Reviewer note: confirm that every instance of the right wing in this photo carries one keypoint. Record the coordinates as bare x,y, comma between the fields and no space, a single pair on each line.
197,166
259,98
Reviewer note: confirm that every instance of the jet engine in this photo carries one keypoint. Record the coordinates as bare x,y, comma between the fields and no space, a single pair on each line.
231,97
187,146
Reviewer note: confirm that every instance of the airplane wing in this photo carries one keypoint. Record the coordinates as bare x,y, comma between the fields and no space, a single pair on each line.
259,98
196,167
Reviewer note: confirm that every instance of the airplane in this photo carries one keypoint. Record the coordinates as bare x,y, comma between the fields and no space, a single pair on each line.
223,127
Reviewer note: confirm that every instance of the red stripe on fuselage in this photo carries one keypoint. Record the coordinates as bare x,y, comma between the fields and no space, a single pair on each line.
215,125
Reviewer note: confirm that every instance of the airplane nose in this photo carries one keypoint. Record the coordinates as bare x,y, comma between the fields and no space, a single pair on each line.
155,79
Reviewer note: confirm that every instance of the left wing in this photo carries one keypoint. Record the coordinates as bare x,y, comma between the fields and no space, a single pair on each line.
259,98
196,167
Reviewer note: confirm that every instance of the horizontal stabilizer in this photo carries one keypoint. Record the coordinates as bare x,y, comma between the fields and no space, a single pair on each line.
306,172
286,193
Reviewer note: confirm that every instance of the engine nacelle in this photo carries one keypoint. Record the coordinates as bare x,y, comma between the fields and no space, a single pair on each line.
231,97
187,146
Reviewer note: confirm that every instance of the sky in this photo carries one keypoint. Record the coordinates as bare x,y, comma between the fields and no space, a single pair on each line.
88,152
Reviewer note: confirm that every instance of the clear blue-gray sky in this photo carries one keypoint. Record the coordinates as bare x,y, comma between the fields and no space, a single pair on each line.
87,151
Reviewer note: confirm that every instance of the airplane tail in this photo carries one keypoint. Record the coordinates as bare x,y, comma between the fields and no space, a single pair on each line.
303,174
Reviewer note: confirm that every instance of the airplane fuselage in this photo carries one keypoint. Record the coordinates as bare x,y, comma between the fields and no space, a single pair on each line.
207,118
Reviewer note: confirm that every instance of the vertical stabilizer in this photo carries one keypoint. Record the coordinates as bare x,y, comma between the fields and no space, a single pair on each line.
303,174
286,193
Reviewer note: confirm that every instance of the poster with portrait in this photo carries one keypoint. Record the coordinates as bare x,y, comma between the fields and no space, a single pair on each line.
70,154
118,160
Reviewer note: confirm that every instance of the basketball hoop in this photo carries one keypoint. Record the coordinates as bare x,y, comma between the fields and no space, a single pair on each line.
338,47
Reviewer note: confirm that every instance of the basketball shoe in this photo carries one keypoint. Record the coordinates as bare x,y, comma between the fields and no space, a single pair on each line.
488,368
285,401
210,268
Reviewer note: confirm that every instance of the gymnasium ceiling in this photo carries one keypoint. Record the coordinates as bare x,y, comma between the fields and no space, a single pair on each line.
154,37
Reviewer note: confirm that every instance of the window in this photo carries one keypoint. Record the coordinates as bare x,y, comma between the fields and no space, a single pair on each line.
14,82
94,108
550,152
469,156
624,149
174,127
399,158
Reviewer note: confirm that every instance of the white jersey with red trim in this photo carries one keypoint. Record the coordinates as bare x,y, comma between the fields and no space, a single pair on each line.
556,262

__Exercise directions__
Rewrite the data starting at the line that contains "Reviewer note: confirm that every instance of the gymnasium" and ending with the last line of the data, changing "keypoint" to "marker" and keeping everything else the same.

__Task output__
Reviewer note: confirm that every instance of the gymnasium ceiling in this photo carries one marker. Record the coordinates as bare x,y, comma between the fields and no space, a single pair on each line.
154,37
Reviewer note: confirm that every instance of the window in this photo carries one marker. Record the coordinates as bare x,y, comma between the fields and no space, a single pair on each line.
14,82
94,108
550,152
469,156
624,149
174,127
399,158
Reviewer note: confirm that every instance of the white jersey with red trim in this photo carries one marker. Record the coordinates as bare x,y, comma between the fields and no space, a single pair on each line.
556,262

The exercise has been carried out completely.